Reproduce the lines below from the one that contains "mark the green bush -- a dot per instance" through the end, inclusive, and add nothing.
--- --- ---
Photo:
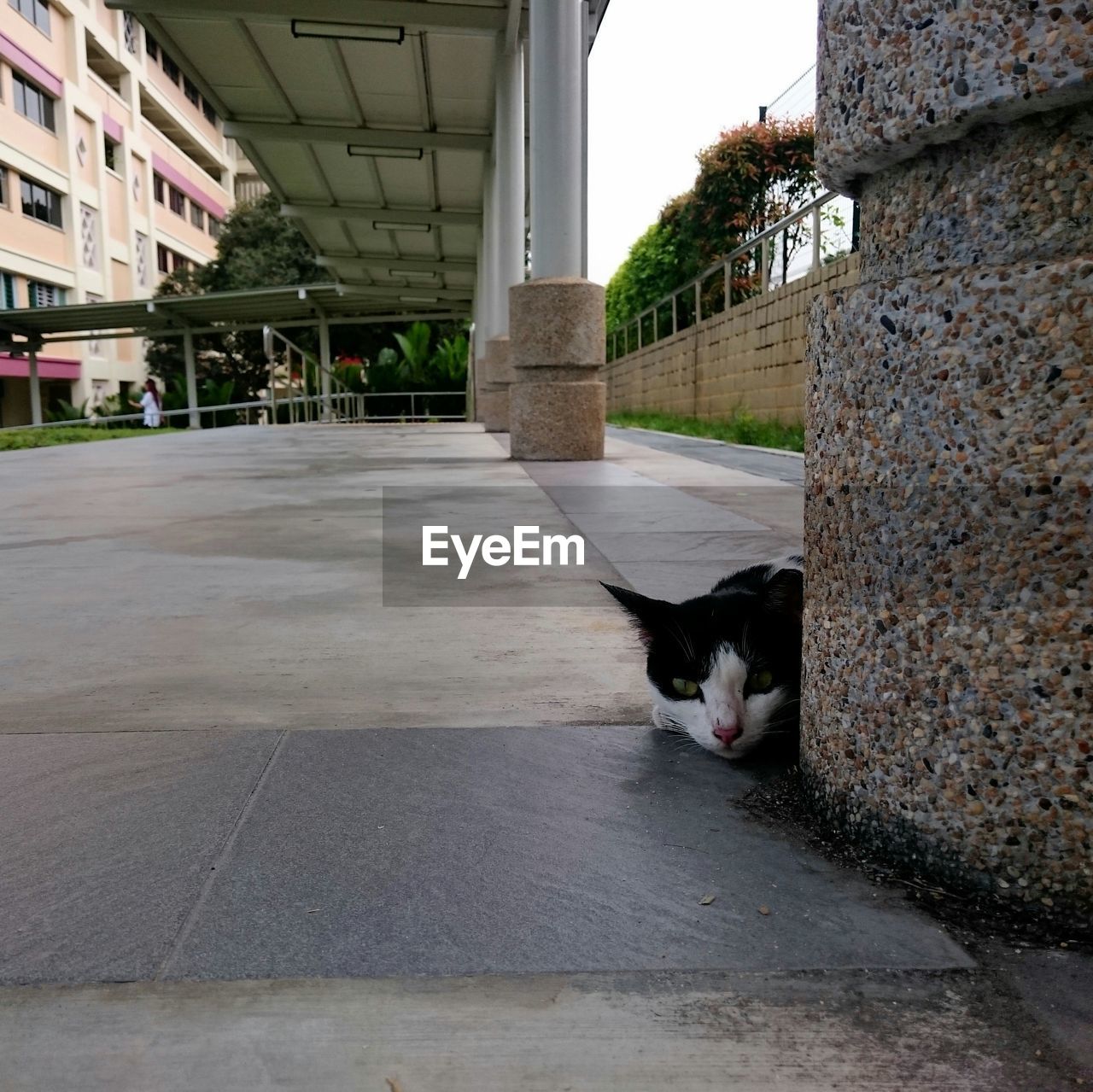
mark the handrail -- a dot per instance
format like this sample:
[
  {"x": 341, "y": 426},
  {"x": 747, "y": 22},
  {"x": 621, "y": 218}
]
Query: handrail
[
  {"x": 350, "y": 406},
  {"x": 725, "y": 264}
]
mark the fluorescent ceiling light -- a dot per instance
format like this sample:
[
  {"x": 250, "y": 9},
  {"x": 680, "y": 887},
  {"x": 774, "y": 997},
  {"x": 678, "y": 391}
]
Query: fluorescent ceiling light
[
  {"x": 398, "y": 225},
  {"x": 412, "y": 272},
  {"x": 359, "y": 32},
  {"x": 393, "y": 153}
]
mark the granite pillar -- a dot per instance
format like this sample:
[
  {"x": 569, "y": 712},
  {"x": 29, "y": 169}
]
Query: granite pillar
[
  {"x": 558, "y": 400},
  {"x": 498, "y": 375},
  {"x": 949, "y": 624}
]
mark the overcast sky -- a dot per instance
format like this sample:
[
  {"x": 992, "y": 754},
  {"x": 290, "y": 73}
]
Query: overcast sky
[{"x": 664, "y": 79}]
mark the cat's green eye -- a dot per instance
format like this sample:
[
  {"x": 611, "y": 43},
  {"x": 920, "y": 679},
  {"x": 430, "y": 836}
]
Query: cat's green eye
[
  {"x": 684, "y": 687},
  {"x": 760, "y": 681}
]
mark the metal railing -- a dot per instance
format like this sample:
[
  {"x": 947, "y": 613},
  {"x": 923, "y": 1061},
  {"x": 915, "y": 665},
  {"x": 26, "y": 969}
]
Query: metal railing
[
  {"x": 344, "y": 406},
  {"x": 687, "y": 297}
]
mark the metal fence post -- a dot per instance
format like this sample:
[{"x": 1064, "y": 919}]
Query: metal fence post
[
  {"x": 191, "y": 381},
  {"x": 268, "y": 340}
]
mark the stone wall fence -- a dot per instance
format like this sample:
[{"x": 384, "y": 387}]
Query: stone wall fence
[
  {"x": 948, "y": 700},
  {"x": 748, "y": 358}
]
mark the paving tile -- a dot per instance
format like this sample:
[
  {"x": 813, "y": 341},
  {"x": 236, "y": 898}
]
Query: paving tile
[
  {"x": 707, "y": 1032},
  {"x": 105, "y": 842},
  {"x": 494, "y": 850}
]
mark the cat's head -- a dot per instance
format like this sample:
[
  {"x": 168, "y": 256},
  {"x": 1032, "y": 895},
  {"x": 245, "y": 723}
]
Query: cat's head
[{"x": 726, "y": 667}]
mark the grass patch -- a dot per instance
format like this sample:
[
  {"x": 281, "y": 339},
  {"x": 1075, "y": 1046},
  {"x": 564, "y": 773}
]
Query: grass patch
[
  {"x": 22, "y": 439},
  {"x": 737, "y": 429}
]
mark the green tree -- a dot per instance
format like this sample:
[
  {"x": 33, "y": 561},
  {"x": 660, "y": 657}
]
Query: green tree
[
  {"x": 652, "y": 270},
  {"x": 257, "y": 248},
  {"x": 749, "y": 179}
]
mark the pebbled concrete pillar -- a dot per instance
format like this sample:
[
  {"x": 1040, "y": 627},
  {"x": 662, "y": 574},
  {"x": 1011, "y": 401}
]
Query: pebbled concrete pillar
[
  {"x": 949, "y": 623},
  {"x": 558, "y": 400},
  {"x": 498, "y": 375}
]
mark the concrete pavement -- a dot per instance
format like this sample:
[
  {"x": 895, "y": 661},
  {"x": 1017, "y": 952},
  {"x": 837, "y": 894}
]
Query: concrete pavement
[{"x": 261, "y": 831}]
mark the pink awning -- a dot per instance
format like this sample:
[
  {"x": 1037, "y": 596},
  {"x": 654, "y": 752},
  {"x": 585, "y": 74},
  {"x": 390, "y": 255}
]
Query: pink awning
[
  {"x": 50, "y": 367},
  {"x": 112, "y": 128},
  {"x": 162, "y": 167},
  {"x": 20, "y": 59}
]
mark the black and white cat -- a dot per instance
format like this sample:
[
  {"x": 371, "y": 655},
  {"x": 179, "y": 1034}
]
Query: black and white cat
[{"x": 726, "y": 667}]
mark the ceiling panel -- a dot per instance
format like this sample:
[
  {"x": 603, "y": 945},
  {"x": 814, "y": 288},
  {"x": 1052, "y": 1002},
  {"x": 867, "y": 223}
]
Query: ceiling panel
[
  {"x": 457, "y": 242},
  {"x": 406, "y": 182},
  {"x": 352, "y": 178},
  {"x": 459, "y": 178}
]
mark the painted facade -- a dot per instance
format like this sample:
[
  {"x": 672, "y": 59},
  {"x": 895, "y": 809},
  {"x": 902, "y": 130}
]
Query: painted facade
[{"x": 114, "y": 171}]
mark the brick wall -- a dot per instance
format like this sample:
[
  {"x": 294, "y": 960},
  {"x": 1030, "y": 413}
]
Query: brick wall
[{"x": 751, "y": 358}]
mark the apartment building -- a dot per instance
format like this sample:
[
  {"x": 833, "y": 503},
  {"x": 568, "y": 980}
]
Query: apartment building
[{"x": 114, "y": 172}]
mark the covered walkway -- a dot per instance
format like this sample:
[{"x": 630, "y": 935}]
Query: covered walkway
[{"x": 328, "y": 843}]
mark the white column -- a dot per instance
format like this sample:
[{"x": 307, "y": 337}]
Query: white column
[
  {"x": 324, "y": 362},
  {"x": 32, "y": 375},
  {"x": 480, "y": 305},
  {"x": 488, "y": 257},
  {"x": 191, "y": 379},
  {"x": 508, "y": 184},
  {"x": 558, "y": 137}
]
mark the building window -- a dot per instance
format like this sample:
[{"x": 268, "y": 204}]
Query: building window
[
  {"x": 130, "y": 28},
  {"x": 94, "y": 346},
  {"x": 89, "y": 235},
  {"x": 41, "y": 202},
  {"x": 143, "y": 260},
  {"x": 34, "y": 11},
  {"x": 171, "y": 70},
  {"x": 45, "y": 295},
  {"x": 33, "y": 102}
]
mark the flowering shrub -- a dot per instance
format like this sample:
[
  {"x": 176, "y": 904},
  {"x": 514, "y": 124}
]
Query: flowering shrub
[{"x": 750, "y": 178}]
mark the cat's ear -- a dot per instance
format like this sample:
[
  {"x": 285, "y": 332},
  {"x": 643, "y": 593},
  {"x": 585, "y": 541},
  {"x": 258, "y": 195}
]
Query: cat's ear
[
  {"x": 647, "y": 615},
  {"x": 785, "y": 593}
]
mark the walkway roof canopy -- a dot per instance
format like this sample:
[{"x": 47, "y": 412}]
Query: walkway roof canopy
[
  {"x": 253, "y": 308},
  {"x": 371, "y": 120}
]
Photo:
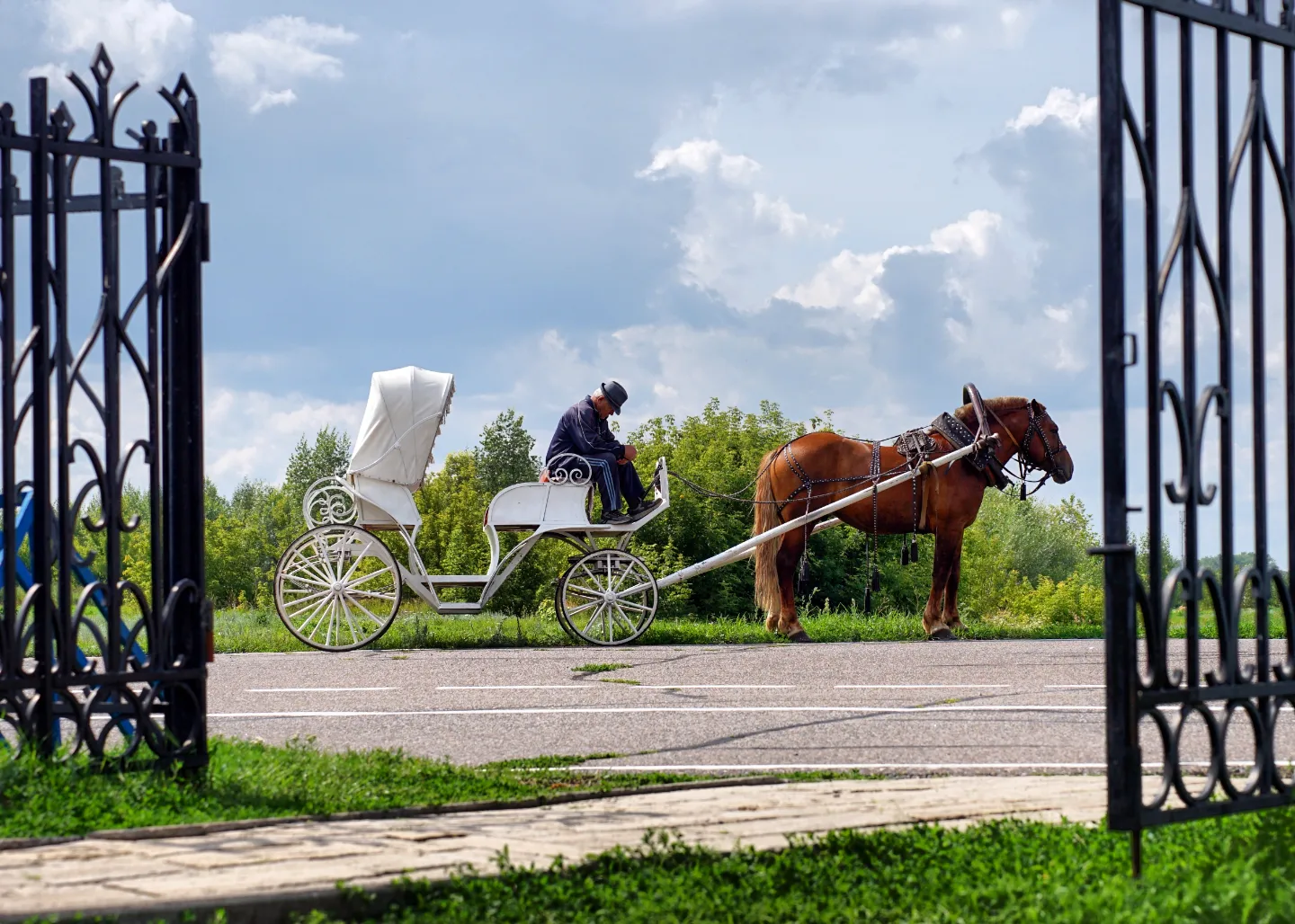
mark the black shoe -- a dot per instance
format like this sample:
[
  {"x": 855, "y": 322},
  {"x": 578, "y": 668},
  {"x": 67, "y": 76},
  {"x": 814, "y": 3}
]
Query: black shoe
[{"x": 644, "y": 509}]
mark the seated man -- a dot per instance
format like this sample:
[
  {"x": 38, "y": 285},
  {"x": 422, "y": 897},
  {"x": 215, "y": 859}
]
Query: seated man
[{"x": 583, "y": 431}]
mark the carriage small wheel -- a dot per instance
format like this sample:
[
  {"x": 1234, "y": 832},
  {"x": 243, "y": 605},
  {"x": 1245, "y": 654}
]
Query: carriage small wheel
[
  {"x": 337, "y": 588},
  {"x": 606, "y": 597}
]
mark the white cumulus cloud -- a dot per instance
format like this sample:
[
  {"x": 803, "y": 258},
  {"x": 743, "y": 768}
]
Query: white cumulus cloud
[
  {"x": 1077, "y": 111},
  {"x": 144, "y": 38},
  {"x": 853, "y": 281},
  {"x": 700, "y": 156},
  {"x": 736, "y": 241},
  {"x": 263, "y": 61}
]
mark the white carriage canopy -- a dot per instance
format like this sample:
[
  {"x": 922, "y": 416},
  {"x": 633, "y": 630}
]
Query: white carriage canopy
[{"x": 400, "y": 426}]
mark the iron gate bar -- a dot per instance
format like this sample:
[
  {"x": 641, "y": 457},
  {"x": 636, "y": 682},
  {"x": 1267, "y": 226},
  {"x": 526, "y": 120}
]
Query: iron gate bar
[
  {"x": 149, "y": 682},
  {"x": 1250, "y": 694}
]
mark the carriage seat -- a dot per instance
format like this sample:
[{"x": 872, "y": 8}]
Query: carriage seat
[
  {"x": 534, "y": 503},
  {"x": 383, "y": 505}
]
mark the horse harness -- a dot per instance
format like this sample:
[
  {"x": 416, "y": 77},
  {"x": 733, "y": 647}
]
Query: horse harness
[{"x": 917, "y": 447}]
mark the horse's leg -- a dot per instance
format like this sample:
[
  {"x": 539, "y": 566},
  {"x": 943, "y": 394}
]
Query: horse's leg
[
  {"x": 789, "y": 559},
  {"x": 932, "y": 617},
  {"x": 951, "y": 586}
]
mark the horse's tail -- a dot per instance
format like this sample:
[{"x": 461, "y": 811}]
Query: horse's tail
[{"x": 768, "y": 594}]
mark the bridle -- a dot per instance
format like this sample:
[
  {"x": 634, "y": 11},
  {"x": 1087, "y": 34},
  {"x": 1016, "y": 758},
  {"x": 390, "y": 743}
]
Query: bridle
[{"x": 1026, "y": 465}]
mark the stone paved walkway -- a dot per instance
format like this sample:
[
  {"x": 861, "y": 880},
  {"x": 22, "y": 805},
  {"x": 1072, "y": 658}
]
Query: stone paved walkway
[{"x": 259, "y": 874}]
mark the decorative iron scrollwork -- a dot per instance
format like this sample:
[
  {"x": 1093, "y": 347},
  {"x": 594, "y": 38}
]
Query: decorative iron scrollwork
[
  {"x": 99, "y": 653},
  {"x": 328, "y": 501},
  {"x": 1215, "y": 724},
  {"x": 568, "y": 468}
]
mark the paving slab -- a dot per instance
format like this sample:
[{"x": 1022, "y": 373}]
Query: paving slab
[{"x": 258, "y": 875}]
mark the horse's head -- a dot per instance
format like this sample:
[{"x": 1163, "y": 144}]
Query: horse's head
[{"x": 1041, "y": 447}]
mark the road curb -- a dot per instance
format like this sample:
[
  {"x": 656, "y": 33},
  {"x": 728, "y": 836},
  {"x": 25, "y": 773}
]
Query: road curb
[{"x": 202, "y": 829}]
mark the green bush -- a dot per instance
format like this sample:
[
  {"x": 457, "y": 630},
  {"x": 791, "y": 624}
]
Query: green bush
[{"x": 1030, "y": 559}]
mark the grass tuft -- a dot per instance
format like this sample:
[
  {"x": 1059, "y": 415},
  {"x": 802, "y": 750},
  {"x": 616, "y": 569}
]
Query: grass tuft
[
  {"x": 249, "y": 779},
  {"x": 1218, "y": 871}
]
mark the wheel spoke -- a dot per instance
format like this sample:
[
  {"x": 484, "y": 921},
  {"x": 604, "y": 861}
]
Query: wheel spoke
--- --- ---
**CORRECT OUTPUT:**
mark the green bush -- a dot per instance
format like this sample:
[
  {"x": 457, "y": 630},
  {"x": 791, "y": 624}
]
Query: green bush
[{"x": 1030, "y": 559}]
mark the grass tuft -- a dot per instance
format like this sample:
[
  {"x": 1059, "y": 415},
  {"x": 802, "y": 750},
  {"x": 616, "y": 569}
]
Query: grass tuft
[
  {"x": 249, "y": 779},
  {"x": 1218, "y": 871}
]
mark the wheel spoke -- a dot per instance
format like this sample:
[
  {"x": 484, "y": 921},
  {"x": 604, "y": 861}
]
Query: wheel spoke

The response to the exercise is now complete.